Work instructions = If a line in the data holds "every", copy that line out in full.

[Stored data]
[Start of section]
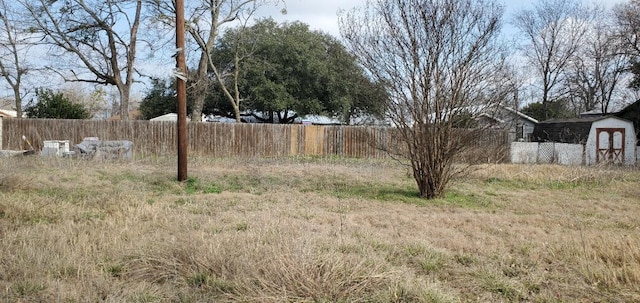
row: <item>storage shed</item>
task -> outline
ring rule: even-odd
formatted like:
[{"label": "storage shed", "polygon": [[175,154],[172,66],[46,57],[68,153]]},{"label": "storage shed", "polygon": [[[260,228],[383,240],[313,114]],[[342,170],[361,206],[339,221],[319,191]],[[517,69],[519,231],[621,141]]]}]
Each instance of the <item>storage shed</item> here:
[{"label": "storage shed", "polygon": [[584,163],[636,164],[633,122],[618,117],[592,117],[543,121],[533,134],[536,142],[584,145]]}]

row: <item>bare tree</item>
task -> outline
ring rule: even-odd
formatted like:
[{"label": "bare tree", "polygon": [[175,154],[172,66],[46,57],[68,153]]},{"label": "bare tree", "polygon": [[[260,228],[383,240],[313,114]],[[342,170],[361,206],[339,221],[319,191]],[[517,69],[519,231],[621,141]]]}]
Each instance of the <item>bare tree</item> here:
[{"label": "bare tree", "polygon": [[[142,0],[19,1],[30,13],[34,30],[53,46],[51,56],[59,58],[51,68],[66,81],[115,86],[121,119],[128,120]],[[64,66],[67,55],[73,59]]]},{"label": "bare tree", "polygon": [[[187,17],[186,30],[198,46],[199,59],[197,69],[189,73],[191,82],[190,95],[193,98],[191,110],[191,120],[200,121],[202,118],[202,108],[207,96],[207,91],[212,85],[212,81],[220,84],[224,95],[229,99],[236,112],[236,120],[240,121],[239,103],[240,96],[234,80],[237,82],[238,70],[230,74],[225,73],[224,67],[215,65],[211,58],[215,43],[218,39],[220,29],[225,25],[238,21],[241,26],[246,26],[250,17],[262,5],[281,0],[199,0],[188,4],[185,8]],[[166,0],[150,0],[154,4],[157,20],[170,24],[174,15],[173,3]],[[242,60],[241,54],[237,53],[234,61]],[[231,63],[234,66],[238,62]],[[212,79],[209,72],[213,72]]]},{"label": "bare tree", "polygon": [[453,162],[478,129],[457,127],[471,126],[478,109],[505,97],[496,39],[502,13],[490,0],[370,0],[340,14],[348,48],[387,86],[388,118],[421,197],[441,196],[461,172]]},{"label": "bare tree", "polygon": [[17,117],[21,118],[22,100],[28,94],[24,78],[35,69],[26,56],[37,39],[21,22],[17,10],[17,3],[0,0],[0,75],[13,93]]},{"label": "bare tree", "polygon": [[560,88],[563,72],[584,38],[587,17],[579,0],[540,0],[533,9],[521,10],[513,19],[528,42],[523,47],[524,55],[540,77],[545,118],[548,103],[566,93]]},{"label": "bare tree", "polygon": [[640,56],[640,1],[630,0],[616,5],[613,10],[624,53]]},{"label": "bare tree", "polygon": [[[253,7],[247,8],[243,12],[239,12],[237,14],[237,19],[239,20],[240,25],[235,29],[237,34],[235,35],[235,42],[233,43],[233,58],[231,58],[231,62],[216,65],[216,60],[211,58],[211,54],[214,50],[210,49],[207,51],[209,54],[209,70],[213,72],[215,79],[220,84],[220,88],[222,89],[224,96],[229,100],[237,122],[241,121],[240,102],[242,101],[242,98],[240,96],[239,87],[240,63],[247,57],[251,57],[256,51],[255,39],[253,41],[248,39],[245,33],[249,21],[251,21],[251,16],[255,14],[257,9],[258,6],[254,4]],[[193,37],[198,41],[198,45],[201,48],[206,47],[206,43],[199,40],[198,35],[193,35]],[[199,112],[194,108],[193,114],[198,113],[202,113],[202,107],[199,108]]]},{"label": "bare tree", "polygon": [[613,11],[620,54],[628,57],[627,71],[633,74],[629,87],[637,92],[640,89],[640,1],[618,4]]},{"label": "bare tree", "polygon": [[620,88],[629,57],[620,52],[612,19],[602,7],[593,11],[593,22],[566,70],[569,98],[578,111],[598,108],[609,112]]},{"label": "bare tree", "polygon": [[93,118],[108,118],[106,115],[107,92],[103,86],[83,86],[73,82],[65,85],[60,92],[74,104],[81,104]]}]

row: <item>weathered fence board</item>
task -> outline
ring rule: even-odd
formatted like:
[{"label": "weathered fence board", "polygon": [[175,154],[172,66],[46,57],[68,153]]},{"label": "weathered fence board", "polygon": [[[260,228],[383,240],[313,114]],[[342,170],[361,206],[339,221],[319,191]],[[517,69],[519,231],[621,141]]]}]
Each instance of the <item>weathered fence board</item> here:
[{"label": "weathered fence board", "polygon": [[[26,149],[25,135],[35,149],[45,140],[69,140],[75,146],[85,137],[129,140],[136,155],[177,152],[176,123],[169,121],[104,121],[4,119],[0,146]],[[385,158],[386,147],[399,147],[396,129],[365,126],[274,125],[190,122],[189,154],[214,157],[341,156]],[[478,144],[508,145],[504,131],[489,131]]]}]

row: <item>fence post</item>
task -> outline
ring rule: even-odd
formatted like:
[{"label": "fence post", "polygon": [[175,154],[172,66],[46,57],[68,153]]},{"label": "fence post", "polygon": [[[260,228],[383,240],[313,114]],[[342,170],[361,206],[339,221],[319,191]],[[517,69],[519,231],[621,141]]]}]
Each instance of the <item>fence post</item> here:
[{"label": "fence post", "polygon": [[0,116],[0,150],[2,150],[2,116]]}]

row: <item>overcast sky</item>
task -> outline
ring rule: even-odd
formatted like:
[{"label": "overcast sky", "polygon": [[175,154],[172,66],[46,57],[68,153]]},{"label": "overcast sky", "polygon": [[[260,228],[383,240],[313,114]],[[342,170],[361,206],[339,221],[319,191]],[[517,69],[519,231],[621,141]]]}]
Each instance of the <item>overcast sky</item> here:
[{"label": "overcast sky", "polygon": [[[312,30],[320,30],[335,37],[340,38],[338,28],[338,11],[350,10],[356,6],[365,3],[365,0],[284,0],[286,2],[287,14],[283,15],[280,11],[282,6],[266,6],[262,7],[257,17],[273,17],[278,22],[284,21],[301,21],[309,25]],[[505,6],[505,14],[503,16],[505,38],[511,39],[509,34],[513,35],[515,30],[509,25],[509,20],[513,14],[522,9],[532,8],[532,4],[536,0],[497,0]],[[620,3],[630,0],[595,0],[595,3],[606,3],[607,7],[613,6],[613,3]],[[586,3],[594,3],[590,0],[583,0]],[[197,56],[195,57],[197,58]],[[167,59],[167,58],[165,58]],[[149,70],[150,74],[165,77],[171,75],[173,67],[173,59],[167,59],[162,66],[167,68],[158,68],[157,62],[139,60],[142,64],[142,70]]]},{"label": "overcast sky", "polygon": [[[278,21],[294,21],[299,20],[309,24],[311,29],[321,30],[326,33],[340,37],[338,29],[338,10],[350,10],[358,5],[363,4],[364,0],[285,0],[287,14],[282,15],[279,9],[264,10],[265,16],[272,16]],[[508,30],[509,20],[514,12],[521,9],[532,8],[535,0],[498,0],[505,6],[505,29]],[[613,3],[624,2],[624,0],[595,0],[582,1],[583,3],[603,3],[608,7]]]}]

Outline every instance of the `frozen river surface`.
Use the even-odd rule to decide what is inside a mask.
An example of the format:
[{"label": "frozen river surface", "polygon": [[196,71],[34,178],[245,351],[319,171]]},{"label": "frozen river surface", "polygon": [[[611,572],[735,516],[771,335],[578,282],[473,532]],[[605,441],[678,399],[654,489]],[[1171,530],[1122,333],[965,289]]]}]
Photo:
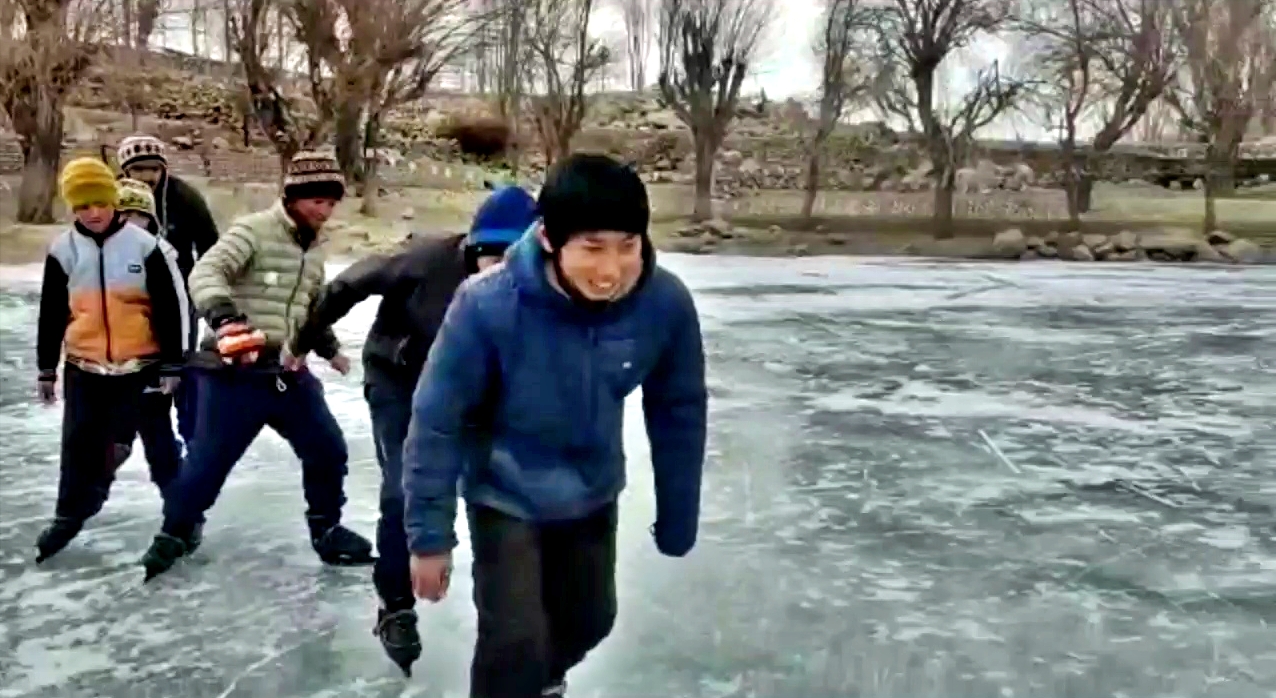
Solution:
[{"label": "frozen river surface", "polygon": [[[1276,696],[1276,270],[667,259],[711,362],[701,542],[656,553],[633,409],[620,619],[572,698]],[[0,698],[464,695],[467,553],[404,680],[273,434],[159,582],[138,457],[37,569],[59,412],[31,400],[31,273],[5,275]],[[359,378],[321,373],[370,534]]]}]

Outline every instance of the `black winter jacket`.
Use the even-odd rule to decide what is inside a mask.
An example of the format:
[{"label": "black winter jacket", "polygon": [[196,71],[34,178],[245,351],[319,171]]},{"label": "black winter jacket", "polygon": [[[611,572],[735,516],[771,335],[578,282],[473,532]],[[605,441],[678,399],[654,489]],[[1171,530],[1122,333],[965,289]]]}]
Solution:
[{"label": "black winter jacket", "polygon": [[155,187],[155,217],[160,236],[177,250],[177,268],[190,278],[195,260],[217,242],[217,223],[208,203],[195,187],[165,172]]},{"label": "black winter jacket", "polygon": [[369,296],[381,296],[363,345],[364,381],[416,384],[452,295],[465,280],[464,235],[413,240],[402,252],[351,265],[315,298],[298,349],[313,350],[325,329]]}]

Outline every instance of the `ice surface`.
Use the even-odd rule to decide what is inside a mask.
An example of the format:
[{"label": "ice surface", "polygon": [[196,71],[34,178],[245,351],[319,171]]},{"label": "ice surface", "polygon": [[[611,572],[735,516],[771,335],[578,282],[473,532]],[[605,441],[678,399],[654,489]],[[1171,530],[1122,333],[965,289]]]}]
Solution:
[{"label": "ice surface", "polygon": [[[631,410],[620,620],[573,698],[1276,696],[1276,270],[663,259],[711,362],[701,542],[655,552]],[[464,694],[468,560],[403,680],[273,434],[158,583],[137,457],[37,569],[59,413],[31,400],[38,270],[0,278],[0,698]],[[371,533],[359,377],[320,372]]]}]

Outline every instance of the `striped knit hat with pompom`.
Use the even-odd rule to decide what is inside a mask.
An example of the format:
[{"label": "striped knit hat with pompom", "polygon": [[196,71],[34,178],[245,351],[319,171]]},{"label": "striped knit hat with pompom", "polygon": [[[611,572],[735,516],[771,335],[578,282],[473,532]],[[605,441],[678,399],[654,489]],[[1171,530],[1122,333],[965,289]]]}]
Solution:
[{"label": "striped knit hat with pompom", "polygon": [[292,156],[284,175],[284,199],[336,199],[346,195],[346,178],[337,159],[303,151]]}]

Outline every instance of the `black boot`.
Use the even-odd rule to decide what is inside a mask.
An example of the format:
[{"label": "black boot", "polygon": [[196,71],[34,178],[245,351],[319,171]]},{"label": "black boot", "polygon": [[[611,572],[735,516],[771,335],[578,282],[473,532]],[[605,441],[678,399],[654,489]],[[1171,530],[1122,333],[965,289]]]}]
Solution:
[{"label": "black boot", "polygon": [[310,545],[328,565],[371,565],[377,561],[372,543],[341,524],[324,526],[311,520]]},{"label": "black boot", "polygon": [[65,516],[55,518],[53,523],[41,531],[40,537],[35,540],[36,564],[62,552],[62,549],[79,535],[83,527],[84,522],[79,519],[69,519]]},{"label": "black boot", "polygon": [[372,634],[381,641],[390,661],[412,676],[412,664],[421,658],[421,636],[416,631],[416,611],[377,609],[377,627]]},{"label": "black boot", "polygon": [[142,567],[146,568],[143,582],[149,582],[173,568],[177,561],[195,552],[203,542],[203,526],[196,525],[185,536],[160,533],[151,541],[151,547],[142,555]]},{"label": "black boot", "polygon": [[557,681],[550,687],[541,691],[541,698],[563,698],[567,695],[567,682]]}]

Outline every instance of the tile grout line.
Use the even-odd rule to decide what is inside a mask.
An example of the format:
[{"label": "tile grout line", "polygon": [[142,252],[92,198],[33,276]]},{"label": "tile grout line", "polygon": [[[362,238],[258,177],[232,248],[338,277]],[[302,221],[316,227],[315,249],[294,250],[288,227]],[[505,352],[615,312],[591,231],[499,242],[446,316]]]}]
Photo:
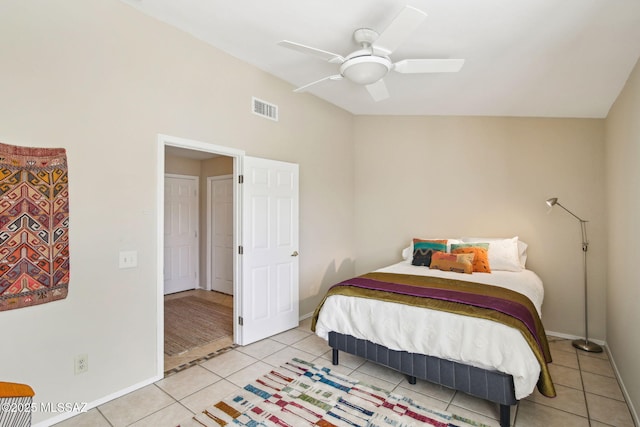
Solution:
[{"label": "tile grout line", "polygon": [[107,416],[102,413],[102,411],[100,410],[100,406],[96,406],[96,410],[98,411],[100,416],[107,422],[107,424],[109,424],[111,427],[114,427],[113,423],[111,421],[109,421],[109,418],[107,418]]},{"label": "tile grout line", "polygon": [[[587,411],[586,417],[585,417],[585,416],[582,416],[582,415],[579,415],[579,414],[576,414],[576,413],[571,412],[571,411],[567,411],[567,410],[564,410],[564,409],[561,409],[561,408],[557,408],[557,407],[552,406],[552,405],[547,405],[547,404],[543,403],[543,401],[533,401],[533,400],[529,400],[529,402],[530,402],[531,404],[534,404],[534,405],[545,406],[545,407],[547,407],[547,408],[551,408],[551,409],[554,409],[554,410],[557,410],[557,411],[561,411],[561,412],[564,412],[564,413],[566,413],[566,414],[570,414],[570,415],[573,415],[573,416],[577,416],[577,417],[581,417],[581,418],[586,418],[587,423],[588,423],[589,425],[591,425],[591,417],[589,416],[589,411],[588,411],[588,408],[587,408],[586,390],[585,390],[585,386],[584,386],[584,380],[583,380],[583,378],[582,378],[582,368],[581,368],[581,365],[580,365],[580,357],[579,357],[579,355],[578,355],[578,350],[577,350],[577,349],[572,349],[572,351],[566,351],[566,350],[558,349],[558,351],[562,351],[562,352],[567,353],[567,354],[573,354],[574,356],[576,356],[576,362],[577,362],[577,364],[578,364],[578,368],[573,368],[573,367],[571,367],[571,366],[566,366],[566,365],[558,365],[558,366],[562,366],[562,367],[567,368],[567,369],[577,370],[577,371],[578,371],[578,373],[579,373],[579,375],[580,375],[580,384],[582,385],[582,389],[574,388],[574,387],[571,387],[571,386],[568,386],[568,385],[565,385],[565,384],[557,384],[557,385],[562,386],[562,387],[566,387],[566,388],[568,388],[568,389],[572,389],[572,390],[576,390],[576,391],[580,391],[580,392],[582,392],[582,398],[583,398],[583,400],[584,400],[585,409],[586,409],[586,411]],[[525,399],[526,399],[526,398],[525,398]],[[514,426],[515,426],[515,422],[514,422]]]},{"label": "tile grout line", "polygon": [[580,355],[578,354],[578,350],[576,352],[576,359],[578,359],[578,369],[580,370],[580,384],[582,384],[582,396],[584,398],[584,407],[587,411],[587,423],[591,426],[591,414],[589,413],[589,402],[587,402],[587,389],[584,386],[584,378],[582,377],[582,365],[580,364]]},{"label": "tile grout line", "polygon": [[[166,406],[163,406],[162,408],[158,408],[158,409],[156,409],[156,410],[155,410],[155,411],[153,411],[153,412],[148,413],[147,415],[143,416],[142,418],[138,418],[137,420],[134,420],[134,421],[132,421],[132,422],[128,423],[128,424],[127,424],[127,426],[132,426],[132,425],[134,425],[135,423],[138,423],[138,422],[140,422],[140,421],[142,421],[142,420],[144,420],[144,419],[146,419],[146,418],[149,418],[149,417],[153,416],[154,414],[157,414],[157,413],[158,413],[158,412],[160,412],[160,411],[164,411],[165,409],[167,409],[168,407],[170,407],[171,405],[173,405],[173,404],[175,404],[175,403],[180,403],[180,402],[178,402],[178,401],[176,400],[176,398],[175,398],[175,397],[171,396],[169,393],[167,393],[165,390],[163,390],[163,389],[162,389],[162,387],[160,387],[160,386],[159,386],[159,385],[157,385],[156,383],[153,383],[153,384],[151,384],[151,385],[155,386],[155,387],[156,387],[157,389],[159,389],[162,393],[164,393],[164,394],[166,394],[167,396],[169,396],[169,398],[170,398],[171,400],[173,400],[173,402],[169,403],[169,404],[168,404],[168,405],[166,405]],[[191,412],[191,411],[189,411],[189,412]],[[111,423],[109,423],[109,424],[111,424]],[[112,425],[113,425],[113,424],[112,424]]]}]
[End of section]
Answer space =
Outline every instance of the `frozen river surface`.
Outline every instance of the `black winter jacket`.
Outline every instance of the `ice surface`.
Outline every instance of the `striped knit hat with pompom`.
Outline every instance of the `black boot`.
Outline every instance of the tile grout line.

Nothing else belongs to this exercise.